▶ [Problems]:
(a) Return everything in the property transfer tax text from "As soon as you" down to "a corporate reorganization.", copied word for word.
(b) Retype the records word for word, from their very first line down to and including the line that contains "35], [85, 36]]]".

▶ [Text extract]:

Simply put, a property transfer tax is a tax that is charged when the title to property passes from one person to another one.
When you look at the property transfer tax in the narrow sense, we can say that it is simply the transaction fee that needs to be paid when the title of property moves from one entity to a different one.
One of the things that make the property transfer tax different is that it is only applied where you need to register the transfer according to the law. These include transfers of real estate, bonds or even shares. Some of these taxes may differ in the form they present to you. Some of the property transfer taxes can be charged using a real estate transfer tax, stamp duty, and even levies for the formal registration of a transfer. In some cases, you may need to turn into a notary so he can confirm the transfer of property. One important thing to keep in mind is that, even though you will need to support the notary fees, these are not included on the transfer tax that you need to pay.
As soon as you gain an interest or buy a property that is registered at the Land Title Office, you will be the one responsible for paying the property transfer tax as well as you will also need to fill out a proprietary transfer tax return. Note that in most cases, the transfer of a property needs to be completed by a legal professional.
Some taxable transactions include:
- life estate
- transfer of fee simple
- foreclosure
- lease or lease modification agreements
- agreement for sale or right to purchase
- escheat, forfeiture or quit claim
- Crown grant
- transfers that result from a corporate reorganization.
How Much Do You Pay?
The price that you need to pay depends on the fair value of the property – both lands and respective improvements. This is the value that is included at the date of registration with the Land Title Office.

Boundary annotation records

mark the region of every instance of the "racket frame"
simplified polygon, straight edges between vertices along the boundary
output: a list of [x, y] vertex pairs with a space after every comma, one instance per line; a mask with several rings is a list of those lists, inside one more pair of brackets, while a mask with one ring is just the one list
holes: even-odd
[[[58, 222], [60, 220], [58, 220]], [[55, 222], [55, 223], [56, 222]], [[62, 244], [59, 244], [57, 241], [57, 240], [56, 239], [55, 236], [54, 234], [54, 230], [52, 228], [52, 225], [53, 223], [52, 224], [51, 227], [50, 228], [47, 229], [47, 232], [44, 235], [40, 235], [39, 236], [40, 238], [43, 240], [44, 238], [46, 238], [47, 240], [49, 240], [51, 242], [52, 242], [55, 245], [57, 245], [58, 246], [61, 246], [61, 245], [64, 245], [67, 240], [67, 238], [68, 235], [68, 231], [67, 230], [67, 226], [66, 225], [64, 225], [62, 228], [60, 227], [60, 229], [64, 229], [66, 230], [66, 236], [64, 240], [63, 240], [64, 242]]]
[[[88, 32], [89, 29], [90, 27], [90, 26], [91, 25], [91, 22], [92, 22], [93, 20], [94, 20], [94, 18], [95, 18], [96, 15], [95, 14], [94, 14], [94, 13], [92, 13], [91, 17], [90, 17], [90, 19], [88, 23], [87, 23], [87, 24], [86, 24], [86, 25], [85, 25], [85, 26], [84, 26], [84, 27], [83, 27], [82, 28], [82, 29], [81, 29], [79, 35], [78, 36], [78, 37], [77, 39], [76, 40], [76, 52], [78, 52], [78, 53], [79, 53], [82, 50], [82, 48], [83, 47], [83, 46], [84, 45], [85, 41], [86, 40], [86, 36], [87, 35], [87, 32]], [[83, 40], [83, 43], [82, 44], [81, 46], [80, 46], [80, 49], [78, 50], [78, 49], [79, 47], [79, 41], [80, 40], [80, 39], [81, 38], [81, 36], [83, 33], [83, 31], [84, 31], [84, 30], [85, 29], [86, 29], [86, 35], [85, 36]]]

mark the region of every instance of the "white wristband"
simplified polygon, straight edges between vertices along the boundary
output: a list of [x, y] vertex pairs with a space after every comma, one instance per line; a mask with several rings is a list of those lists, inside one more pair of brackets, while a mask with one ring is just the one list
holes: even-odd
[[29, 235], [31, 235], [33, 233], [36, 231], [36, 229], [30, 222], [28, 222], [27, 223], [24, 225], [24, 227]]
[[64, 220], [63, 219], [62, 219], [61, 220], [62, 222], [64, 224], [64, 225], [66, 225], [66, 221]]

▶ [Solution list]:
(a)
As soon as you gain an interest or buy a property that is registered at the Land Title Office, you will be the one responsible for paying the property transfer tax as well as you will also need to fill out a proprietary transfer tax return. Note that in most cases, the transfer of a property needs to be completed by a legal professional.
Some taxable transactions include:
- life estate
- transfer of fee simple
- foreclosure
- lease or lease modification agreements
- agreement for sale or right to purchase
- escheat, forfeiture or quit claim
- Crown grant
- transfers that result from a corporate reorganization.

(b)
mark the region of every instance of the "racket frame"
simplified polygon, straight edges between vertices along the boundary
output: a list of [x, y] vertex pairs with a space after every comma, one instance per line; a mask with several rings is a list of those lists, inside one more pair of brackets, while a mask with one ring is just the one list
holes: even-odd
[[[58, 222], [60, 220], [58, 220]], [[55, 222], [55, 223], [56, 222]], [[62, 244], [59, 244], [57, 241], [57, 240], [56, 239], [55, 236], [54, 234], [54, 230], [52, 228], [52, 225], [53, 223], [52, 224], [51, 227], [50, 228], [47, 229], [47, 232], [44, 235], [40, 235], [39, 236], [40, 238], [43, 240], [44, 238], [46, 238], [47, 240], [49, 240], [51, 242], [52, 242], [55, 245], [57, 245], [58, 246], [61, 246], [61, 245], [64, 245], [67, 240], [67, 238], [68, 235], [68, 231], [67, 230], [67, 226], [66, 225], [64, 225], [62, 228], [60, 227], [60, 229], [64, 229], [66, 230], [66, 236], [64, 240], [63, 240], [64, 242]]]
[[[88, 32], [89, 29], [90, 27], [90, 26], [91, 25], [91, 22], [92, 22], [93, 20], [94, 20], [94, 18], [95, 18], [96, 15], [95, 14], [94, 14], [94, 13], [92, 13], [91, 17], [90, 17], [90, 19], [88, 23], [87, 23], [87, 24], [86, 24], [86, 25], [85, 25], [85, 26], [84, 26], [84, 27], [83, 27], [82, 28], [82, 29], [81, 29], [79, 35], [78, 36], [78, 37], [77, 39], [76, 40], [76, 52], [78, 52], [78, 53], [79, 53], [82, 50], [82, 48], [83, 47], [83, 46], [84, 45], [85, 41], [86, 40], [86, 36], [87, 35], [87, 32]], [[83, 40], [83, 43], [82, 44], [81, 46], [80, 46], [80, 49], [78, 50], [78, 49], [79, 47], [79, 41], [80, 40], [80, 39], [81, 38], [81, 36], [83, 33], [83, 31], [84, 31], [84, 30], [85, 29], [86, 29], [86, 35], [85, 36]]]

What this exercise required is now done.